Entries from a dataset:
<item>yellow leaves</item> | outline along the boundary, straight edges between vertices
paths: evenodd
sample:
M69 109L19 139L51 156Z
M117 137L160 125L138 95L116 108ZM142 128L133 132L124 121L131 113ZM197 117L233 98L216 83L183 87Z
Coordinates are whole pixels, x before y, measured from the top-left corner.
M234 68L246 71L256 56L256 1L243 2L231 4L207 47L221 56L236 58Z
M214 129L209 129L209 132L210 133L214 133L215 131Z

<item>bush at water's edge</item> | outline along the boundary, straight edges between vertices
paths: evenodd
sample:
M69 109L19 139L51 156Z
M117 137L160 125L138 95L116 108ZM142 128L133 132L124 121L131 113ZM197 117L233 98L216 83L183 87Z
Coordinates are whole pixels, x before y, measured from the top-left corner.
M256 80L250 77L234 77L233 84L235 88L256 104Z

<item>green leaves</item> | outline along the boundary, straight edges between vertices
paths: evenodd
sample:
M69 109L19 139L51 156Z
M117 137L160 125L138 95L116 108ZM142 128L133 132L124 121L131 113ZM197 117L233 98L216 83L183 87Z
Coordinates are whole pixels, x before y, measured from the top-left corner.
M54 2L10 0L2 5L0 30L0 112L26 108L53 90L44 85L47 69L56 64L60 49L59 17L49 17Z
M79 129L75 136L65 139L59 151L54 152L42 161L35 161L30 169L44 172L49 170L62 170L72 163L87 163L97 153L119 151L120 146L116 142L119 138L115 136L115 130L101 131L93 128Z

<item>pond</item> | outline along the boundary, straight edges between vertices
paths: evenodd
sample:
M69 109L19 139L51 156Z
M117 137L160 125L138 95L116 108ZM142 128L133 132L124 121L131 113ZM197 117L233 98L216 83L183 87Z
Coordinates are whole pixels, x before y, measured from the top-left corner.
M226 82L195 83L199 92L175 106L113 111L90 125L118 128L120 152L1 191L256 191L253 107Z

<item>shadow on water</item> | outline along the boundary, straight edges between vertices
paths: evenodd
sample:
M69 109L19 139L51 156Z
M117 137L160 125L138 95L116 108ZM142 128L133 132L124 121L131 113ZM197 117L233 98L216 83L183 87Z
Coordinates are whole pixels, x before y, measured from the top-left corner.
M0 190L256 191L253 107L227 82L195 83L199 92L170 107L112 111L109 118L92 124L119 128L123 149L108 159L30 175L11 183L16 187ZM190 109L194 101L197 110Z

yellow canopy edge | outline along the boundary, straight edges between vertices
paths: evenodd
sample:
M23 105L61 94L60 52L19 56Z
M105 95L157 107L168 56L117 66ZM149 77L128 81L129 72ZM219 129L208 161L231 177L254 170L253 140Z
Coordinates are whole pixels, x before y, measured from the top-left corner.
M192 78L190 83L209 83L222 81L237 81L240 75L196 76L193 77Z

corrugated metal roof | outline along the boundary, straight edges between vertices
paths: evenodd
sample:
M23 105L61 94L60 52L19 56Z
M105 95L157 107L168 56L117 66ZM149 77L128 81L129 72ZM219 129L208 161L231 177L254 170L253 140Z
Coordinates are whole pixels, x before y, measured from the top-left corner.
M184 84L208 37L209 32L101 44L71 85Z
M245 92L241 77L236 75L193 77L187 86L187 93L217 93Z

---

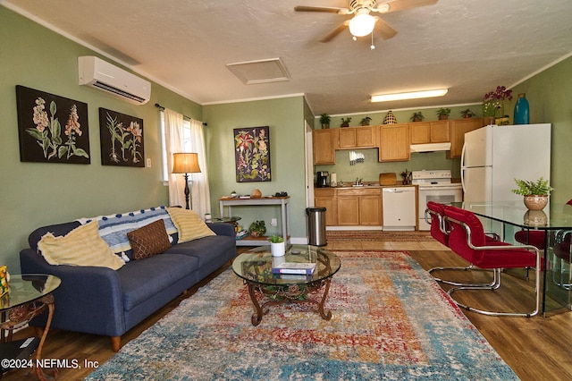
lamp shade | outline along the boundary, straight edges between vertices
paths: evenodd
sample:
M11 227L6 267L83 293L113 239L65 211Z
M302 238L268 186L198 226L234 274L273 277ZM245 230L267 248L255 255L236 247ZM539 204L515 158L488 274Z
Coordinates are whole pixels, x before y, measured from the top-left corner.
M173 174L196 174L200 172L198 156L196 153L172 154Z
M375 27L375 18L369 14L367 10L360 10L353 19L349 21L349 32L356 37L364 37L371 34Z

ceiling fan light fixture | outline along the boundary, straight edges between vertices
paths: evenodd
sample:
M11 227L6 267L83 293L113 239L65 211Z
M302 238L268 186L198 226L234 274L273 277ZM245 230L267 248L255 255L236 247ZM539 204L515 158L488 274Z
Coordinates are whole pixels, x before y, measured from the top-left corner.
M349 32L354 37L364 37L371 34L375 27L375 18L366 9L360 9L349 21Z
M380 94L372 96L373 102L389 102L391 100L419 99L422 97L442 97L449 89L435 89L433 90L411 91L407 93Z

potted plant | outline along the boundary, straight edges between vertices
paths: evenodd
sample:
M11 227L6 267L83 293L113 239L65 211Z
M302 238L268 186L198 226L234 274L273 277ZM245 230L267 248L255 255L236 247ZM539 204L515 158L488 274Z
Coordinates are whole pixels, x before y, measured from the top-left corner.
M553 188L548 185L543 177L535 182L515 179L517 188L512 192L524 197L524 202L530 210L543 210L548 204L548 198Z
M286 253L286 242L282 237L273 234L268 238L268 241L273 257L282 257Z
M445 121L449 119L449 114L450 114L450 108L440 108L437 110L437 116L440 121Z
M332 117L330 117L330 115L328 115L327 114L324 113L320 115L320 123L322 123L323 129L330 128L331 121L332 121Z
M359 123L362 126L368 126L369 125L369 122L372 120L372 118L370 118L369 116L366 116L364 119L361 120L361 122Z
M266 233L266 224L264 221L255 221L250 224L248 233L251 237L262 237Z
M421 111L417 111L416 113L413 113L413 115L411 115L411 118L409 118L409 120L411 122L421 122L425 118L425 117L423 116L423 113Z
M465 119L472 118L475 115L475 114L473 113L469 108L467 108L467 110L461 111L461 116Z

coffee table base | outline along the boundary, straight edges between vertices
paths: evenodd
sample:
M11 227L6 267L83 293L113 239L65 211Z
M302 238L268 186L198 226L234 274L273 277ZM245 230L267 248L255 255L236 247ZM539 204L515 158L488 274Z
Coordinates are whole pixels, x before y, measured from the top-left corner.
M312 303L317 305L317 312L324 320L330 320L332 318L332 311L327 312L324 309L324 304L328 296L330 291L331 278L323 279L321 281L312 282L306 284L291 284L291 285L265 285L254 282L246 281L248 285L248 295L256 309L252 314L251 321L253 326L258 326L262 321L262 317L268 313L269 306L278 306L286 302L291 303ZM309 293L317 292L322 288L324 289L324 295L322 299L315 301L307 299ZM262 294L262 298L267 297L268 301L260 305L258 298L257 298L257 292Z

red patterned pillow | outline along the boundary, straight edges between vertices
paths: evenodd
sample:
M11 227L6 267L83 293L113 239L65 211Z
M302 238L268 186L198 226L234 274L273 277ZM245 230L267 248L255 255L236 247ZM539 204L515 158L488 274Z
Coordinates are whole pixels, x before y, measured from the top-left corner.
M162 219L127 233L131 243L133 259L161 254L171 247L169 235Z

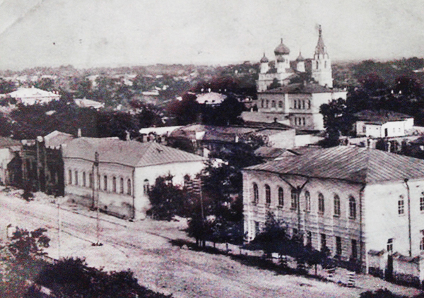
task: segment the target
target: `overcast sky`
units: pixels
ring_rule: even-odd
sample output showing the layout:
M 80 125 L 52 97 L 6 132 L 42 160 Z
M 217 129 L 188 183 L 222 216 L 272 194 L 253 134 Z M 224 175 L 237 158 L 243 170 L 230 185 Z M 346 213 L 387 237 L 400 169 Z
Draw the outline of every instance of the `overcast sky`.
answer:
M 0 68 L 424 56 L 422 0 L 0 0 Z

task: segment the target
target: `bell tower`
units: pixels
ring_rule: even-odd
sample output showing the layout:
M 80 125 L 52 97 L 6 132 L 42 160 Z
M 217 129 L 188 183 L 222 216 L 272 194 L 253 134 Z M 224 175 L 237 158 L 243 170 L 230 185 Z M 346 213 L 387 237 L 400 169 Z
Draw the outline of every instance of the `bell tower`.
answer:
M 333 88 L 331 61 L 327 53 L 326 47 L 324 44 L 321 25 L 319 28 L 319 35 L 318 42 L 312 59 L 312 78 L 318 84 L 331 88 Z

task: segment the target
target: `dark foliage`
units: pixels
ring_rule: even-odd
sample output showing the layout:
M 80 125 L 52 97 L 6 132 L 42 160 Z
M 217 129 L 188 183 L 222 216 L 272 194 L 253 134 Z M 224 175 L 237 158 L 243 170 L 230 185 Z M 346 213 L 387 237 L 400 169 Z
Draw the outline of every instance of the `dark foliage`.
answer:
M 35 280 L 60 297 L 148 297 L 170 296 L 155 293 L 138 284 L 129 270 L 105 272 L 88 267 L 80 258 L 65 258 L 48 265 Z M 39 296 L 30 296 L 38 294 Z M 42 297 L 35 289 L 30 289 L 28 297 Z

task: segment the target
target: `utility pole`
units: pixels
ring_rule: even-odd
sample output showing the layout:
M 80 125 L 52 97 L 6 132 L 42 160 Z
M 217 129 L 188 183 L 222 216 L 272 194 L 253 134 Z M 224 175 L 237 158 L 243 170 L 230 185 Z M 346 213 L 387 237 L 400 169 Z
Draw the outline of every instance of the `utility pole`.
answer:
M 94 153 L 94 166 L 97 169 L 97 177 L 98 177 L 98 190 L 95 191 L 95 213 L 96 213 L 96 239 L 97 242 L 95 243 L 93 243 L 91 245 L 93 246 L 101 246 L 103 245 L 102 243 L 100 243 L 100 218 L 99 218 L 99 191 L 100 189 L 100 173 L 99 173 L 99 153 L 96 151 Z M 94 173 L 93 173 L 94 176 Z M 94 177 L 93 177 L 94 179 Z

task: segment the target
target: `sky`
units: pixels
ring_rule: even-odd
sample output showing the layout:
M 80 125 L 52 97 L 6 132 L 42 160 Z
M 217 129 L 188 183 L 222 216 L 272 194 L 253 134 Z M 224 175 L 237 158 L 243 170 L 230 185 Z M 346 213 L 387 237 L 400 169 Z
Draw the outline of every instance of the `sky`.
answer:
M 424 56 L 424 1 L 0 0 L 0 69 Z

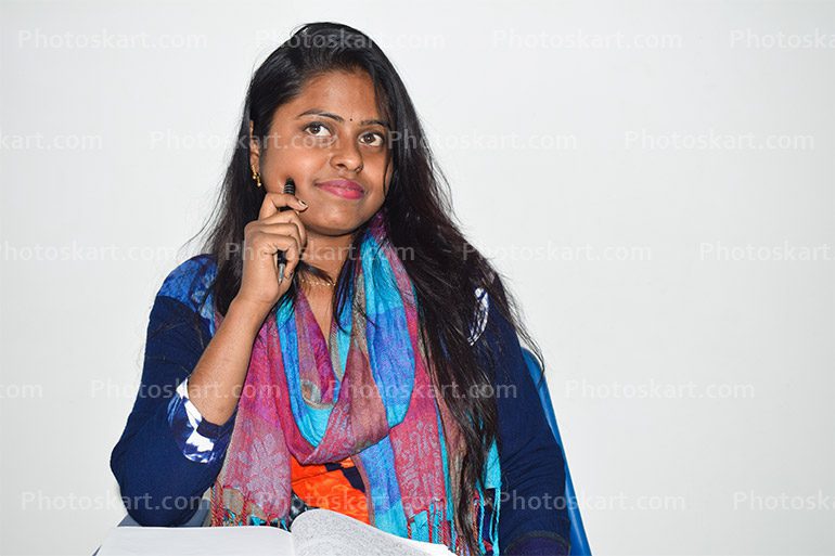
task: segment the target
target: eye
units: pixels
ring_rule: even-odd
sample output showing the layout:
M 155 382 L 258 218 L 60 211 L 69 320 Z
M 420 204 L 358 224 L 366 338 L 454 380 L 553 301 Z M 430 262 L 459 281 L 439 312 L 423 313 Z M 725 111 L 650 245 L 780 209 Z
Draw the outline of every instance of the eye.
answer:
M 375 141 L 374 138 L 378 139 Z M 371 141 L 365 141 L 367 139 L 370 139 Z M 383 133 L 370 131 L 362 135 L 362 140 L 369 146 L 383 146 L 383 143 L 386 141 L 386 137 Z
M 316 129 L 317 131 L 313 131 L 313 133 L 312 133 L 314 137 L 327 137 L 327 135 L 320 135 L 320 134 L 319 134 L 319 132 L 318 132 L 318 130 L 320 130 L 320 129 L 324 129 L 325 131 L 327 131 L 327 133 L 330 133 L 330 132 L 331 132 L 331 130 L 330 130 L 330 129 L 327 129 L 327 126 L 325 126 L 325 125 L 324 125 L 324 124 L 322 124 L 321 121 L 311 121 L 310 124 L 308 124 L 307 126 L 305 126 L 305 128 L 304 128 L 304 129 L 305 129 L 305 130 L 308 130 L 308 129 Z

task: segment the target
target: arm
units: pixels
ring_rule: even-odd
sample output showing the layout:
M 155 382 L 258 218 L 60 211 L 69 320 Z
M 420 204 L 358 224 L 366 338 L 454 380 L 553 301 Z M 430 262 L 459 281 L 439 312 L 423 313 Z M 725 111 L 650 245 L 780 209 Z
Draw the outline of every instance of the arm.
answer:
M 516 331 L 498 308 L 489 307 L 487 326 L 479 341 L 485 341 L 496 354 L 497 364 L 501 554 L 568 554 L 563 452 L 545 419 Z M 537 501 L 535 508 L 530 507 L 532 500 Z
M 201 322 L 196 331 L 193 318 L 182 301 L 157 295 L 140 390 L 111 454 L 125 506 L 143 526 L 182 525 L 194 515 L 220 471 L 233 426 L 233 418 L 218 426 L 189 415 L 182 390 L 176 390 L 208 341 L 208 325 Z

[EXERCISE DETAILS]
Reproduce verbatim the stretch of the entries from the line containing "<item>bush at water's" through the line containing "M79 129L75 136L65", including both of those lines.

[SOLUTION TO THE PROBLEM]
<item>bush at water's edge</item> | outline along the boundary, straight edges between vertices
paths: evenodd
sample:
M69 109L19 139L51 156Z
M117 137L160 125L138 95L116 108ZM142 128L133 132L124 121L131 113ZM197 117L233 98L216 83L183 87Z
Coordinates are whole pixels, x before y, measured from the top-left corner.
M256 80L250 77L234 77L233 84L235 88L256 104Z

<item>green leaves</item> | outline along the boundary, straight edges between vertices
paths: evenodd
sample:
M69 109L19 139L51 156Z
M117 137L160 125L138 95L116 108ZM142 128L133 132L124 121L131 113ZM197 117L233 98L216 83L183 87Z
Coordinates are whole pixels, x before y, measured from the top-left corner.
M54 2L10 0L2 5L0 30L0 112L26 108L53 90L44 85L47 69L56 64L60 49L59 17L49 17Z
M79 129L75 136L65 139L59 151L54 152L42 161L35 161L30 169L44 172L49 170L62 170L72 163L87 163L97 153L119 151L120 146L116 142L119 138L115 136L115 130L101 131L93 128Z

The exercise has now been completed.